• YOUR TASK: Sort through the listing below and keep each line with the word "slope". Copy those.

• GIVEN ENTRIES:
::::::::::
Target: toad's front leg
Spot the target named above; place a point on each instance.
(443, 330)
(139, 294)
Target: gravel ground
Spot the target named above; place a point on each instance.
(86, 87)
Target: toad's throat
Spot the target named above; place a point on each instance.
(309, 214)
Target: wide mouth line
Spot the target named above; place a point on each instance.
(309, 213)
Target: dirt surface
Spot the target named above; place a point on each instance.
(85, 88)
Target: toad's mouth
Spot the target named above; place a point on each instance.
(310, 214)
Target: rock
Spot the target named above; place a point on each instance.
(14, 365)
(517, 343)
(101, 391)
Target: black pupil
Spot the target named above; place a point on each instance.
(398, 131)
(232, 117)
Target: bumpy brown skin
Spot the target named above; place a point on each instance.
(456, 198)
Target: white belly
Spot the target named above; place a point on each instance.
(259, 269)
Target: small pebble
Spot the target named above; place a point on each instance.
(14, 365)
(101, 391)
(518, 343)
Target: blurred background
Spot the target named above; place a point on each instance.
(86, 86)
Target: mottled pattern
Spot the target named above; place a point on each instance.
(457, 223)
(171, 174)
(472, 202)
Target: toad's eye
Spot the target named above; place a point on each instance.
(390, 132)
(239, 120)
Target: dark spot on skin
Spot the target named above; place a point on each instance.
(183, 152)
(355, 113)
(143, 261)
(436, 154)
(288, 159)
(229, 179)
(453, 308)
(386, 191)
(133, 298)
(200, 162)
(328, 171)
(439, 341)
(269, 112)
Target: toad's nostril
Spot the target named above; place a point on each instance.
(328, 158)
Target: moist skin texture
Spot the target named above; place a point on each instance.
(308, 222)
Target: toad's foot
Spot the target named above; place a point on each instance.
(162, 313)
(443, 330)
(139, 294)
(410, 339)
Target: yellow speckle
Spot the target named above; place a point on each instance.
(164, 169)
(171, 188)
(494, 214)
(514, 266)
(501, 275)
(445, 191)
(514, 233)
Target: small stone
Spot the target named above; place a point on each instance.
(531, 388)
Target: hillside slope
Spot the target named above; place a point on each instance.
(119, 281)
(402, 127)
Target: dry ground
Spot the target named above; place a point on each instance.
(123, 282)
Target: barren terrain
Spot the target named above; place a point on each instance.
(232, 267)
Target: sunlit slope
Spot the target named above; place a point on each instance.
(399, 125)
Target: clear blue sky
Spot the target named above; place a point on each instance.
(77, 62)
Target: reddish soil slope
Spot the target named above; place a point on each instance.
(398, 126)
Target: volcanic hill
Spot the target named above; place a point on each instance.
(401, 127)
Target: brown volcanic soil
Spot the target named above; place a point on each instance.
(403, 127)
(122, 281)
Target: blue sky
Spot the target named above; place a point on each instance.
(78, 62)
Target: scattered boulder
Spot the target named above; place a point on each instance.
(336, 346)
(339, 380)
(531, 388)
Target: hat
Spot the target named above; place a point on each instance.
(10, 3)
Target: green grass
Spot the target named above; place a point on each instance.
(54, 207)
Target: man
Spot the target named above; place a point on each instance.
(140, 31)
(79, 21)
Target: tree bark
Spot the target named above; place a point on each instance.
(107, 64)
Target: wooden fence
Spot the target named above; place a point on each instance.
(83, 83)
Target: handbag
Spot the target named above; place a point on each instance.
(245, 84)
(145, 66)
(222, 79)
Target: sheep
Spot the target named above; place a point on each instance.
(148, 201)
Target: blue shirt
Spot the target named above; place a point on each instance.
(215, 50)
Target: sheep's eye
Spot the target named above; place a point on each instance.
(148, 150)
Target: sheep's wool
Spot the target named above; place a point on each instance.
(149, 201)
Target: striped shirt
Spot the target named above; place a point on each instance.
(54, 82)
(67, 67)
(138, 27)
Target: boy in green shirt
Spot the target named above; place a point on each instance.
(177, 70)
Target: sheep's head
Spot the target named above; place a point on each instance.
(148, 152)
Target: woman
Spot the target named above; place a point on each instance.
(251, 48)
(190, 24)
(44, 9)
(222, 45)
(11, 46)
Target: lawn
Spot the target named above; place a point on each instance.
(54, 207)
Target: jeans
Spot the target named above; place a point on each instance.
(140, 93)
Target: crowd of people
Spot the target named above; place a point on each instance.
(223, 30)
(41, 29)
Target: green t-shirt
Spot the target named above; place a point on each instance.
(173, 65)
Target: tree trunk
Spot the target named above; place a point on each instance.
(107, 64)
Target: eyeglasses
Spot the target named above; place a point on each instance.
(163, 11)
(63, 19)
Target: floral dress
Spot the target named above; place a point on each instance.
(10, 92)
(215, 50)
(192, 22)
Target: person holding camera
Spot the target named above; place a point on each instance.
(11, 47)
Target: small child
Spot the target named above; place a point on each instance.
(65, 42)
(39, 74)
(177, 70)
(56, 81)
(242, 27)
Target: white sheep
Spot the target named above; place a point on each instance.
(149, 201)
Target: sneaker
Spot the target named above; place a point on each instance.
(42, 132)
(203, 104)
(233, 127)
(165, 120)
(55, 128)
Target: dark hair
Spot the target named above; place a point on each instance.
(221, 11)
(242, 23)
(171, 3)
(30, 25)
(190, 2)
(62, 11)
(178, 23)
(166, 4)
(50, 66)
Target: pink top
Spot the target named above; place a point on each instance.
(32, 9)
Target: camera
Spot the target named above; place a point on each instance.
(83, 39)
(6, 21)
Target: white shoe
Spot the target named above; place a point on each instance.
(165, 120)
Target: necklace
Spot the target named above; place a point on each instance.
::::::::::
• COMPLETED EXERCISE:
Target: hillside slope
Target: sunlit slope
Target: reddish soil slope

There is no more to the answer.